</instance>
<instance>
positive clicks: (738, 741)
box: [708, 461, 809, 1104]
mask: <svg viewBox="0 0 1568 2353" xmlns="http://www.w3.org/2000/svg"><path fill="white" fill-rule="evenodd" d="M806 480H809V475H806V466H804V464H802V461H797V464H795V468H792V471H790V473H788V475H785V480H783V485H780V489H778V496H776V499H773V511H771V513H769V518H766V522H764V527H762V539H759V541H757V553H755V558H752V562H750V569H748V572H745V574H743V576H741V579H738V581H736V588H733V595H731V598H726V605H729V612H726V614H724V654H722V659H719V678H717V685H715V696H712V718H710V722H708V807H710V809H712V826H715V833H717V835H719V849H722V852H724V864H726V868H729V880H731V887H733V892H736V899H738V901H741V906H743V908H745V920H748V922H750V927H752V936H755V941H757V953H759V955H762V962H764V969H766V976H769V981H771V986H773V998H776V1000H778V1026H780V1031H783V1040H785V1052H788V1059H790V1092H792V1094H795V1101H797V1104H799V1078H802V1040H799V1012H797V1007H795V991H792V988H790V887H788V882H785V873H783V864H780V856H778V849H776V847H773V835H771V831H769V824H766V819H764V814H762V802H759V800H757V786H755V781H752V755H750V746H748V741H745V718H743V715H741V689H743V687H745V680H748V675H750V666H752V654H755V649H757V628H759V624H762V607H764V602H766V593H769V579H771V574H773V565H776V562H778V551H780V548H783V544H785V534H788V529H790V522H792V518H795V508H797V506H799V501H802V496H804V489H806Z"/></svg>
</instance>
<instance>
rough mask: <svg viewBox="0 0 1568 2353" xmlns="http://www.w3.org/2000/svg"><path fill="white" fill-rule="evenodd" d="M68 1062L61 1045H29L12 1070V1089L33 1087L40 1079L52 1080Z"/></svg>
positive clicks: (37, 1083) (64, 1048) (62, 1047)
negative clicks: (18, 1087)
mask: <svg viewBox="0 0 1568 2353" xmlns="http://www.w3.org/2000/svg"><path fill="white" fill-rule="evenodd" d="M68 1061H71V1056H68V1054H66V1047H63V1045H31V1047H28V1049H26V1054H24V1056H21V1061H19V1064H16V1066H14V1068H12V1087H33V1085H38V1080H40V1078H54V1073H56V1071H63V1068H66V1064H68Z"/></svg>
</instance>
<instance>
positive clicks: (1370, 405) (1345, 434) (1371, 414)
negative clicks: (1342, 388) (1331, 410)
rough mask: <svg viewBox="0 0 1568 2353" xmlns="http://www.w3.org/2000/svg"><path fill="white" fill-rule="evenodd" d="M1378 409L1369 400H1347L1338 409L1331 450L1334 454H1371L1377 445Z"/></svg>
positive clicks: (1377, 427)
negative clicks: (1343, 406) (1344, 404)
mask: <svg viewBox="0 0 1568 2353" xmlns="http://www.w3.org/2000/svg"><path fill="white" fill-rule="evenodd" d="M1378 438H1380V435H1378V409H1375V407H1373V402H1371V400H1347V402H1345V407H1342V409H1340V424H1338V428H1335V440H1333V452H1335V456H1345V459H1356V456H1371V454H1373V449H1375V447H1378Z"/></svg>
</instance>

:::

• _Work to be completed_:
A complete and exact reproduction of the data is needed.

• _Answer to the exercise_:
</instance>
<instance>
positive clicks: (738, 741)
box: [708, 461, 809, 1104]
mask: <svg viewBox="0 0 1568 2353" xmlns="http://www.w3.org/2000/svg"><path fill="white" fill-rule="evenodd" d="M806 480H809V475H806V466H804V464H802V461H797V464H795V468H792V471H790V473H788V475H785V480H783V485H780V489H778V496H776V499H773V511H771V513H769V518H766V522H764V527H762V539H759V541H757V553H755V558H752V562H750V569H748V572H745V574H743V576H741V579H738V581H736V588H733V595H731V598H726V605H729V612H726V614H724V654H722V659H719V678H717V685H715V696H712V718H710V722H708V807H710V809H712V826H715V833H717V835H719V849H722V852H724V864H726V868H729V880H731V887H733V892H736V899H738V901H741V906H743V908H745V920H748V922H750V927H752V936H755V941H757V953H759V955H762V962H764V969H766V976H769V981H771V986H773V998H776V1000H778V1026H780V1031H783V1040H785V1052H788V1059H790V1092H792V1094H795V1101H797V1104H799V1078H802V1040H799V1012H797V1007H795V991H792V988H790V887H788V882H785V873H783V864H780V856H778V849H776V847H773V835H771V831H769V824H766V819H764V814H762V802H759V800H757V786H755V781H752V755H750V746H748V741H745V718H743V715H741V689H743V687H745V680H748V675H750V666H752V654H755V649H757V628H759V624H762V607H764V602H766V593H769V579H771V574H773V565H776V562H778V551H780V548H783V544H785V534H788V529H790V522H792V518H795V508H797V506H799V501H802V496H804V489H806Z"/></svg>
</instance>
<instance>
rough mask: <svg viewBox="0 0 1568 2353" xmlns="http://www.w3.org/2000/svg"><path fill="white" fill-rule="evenodd" d="M68 1062L61 1045H29L12 1070V1089L33 1087L40 1079L52 1080Z"/></svg>
positive clicks: (37, 1083) (64, 1048) (62, 1047)
negative clicks: (18, 1087)
mask: <svg viewBox="0 0 1568 2353" xmlns="http://www.w3.org/2000/svg"><path fill="white" fill-rule="evenodd" d="M68 1061H71V1056H68V1054H66V1047H63V1045H31V1047H28V1049H26V1054H24V1056H21V1061H19V1064H16V1066H14V1068H12V1087H33V1085H38V1080H40V1078H54V1073H56V1071H63V1068H66V1064H68Z"/></svg>
</instance>
<instance>
positive clicks: (1370, 405) (1345, 434) (1371, 414)
negative clicks: (1342, 388) (1331, 410)
rough mask: <svg viewBox="0 0 1568 2353" xmlns="http://www.w3.org/2000/svg"><path fill="white" fill-rule="evenodd" d="M1378 409L1369 400H1347L1338 409L1331 450L1334 454H1371L1377 445Z"/></svg>
positive clicks: (1377, 427)
negative clicks: (1343, 406) (1344, 404)
mask: <svg viewBox="0 0 1568 2353" xmlns="http://www.w3.org/2000/svg"><path fill="white" fill-rule="evenodd" d="M1378 438H1380V435H1378V409H1375V407H1373V402H1371V400H1347V402H1345V407H1342V409H1340V424H1338V428H1335V440H1333V452H1335V456H1345V459H1356V456H1371V454H1373V449H1375V447H1378Z"/></svg>
</instance>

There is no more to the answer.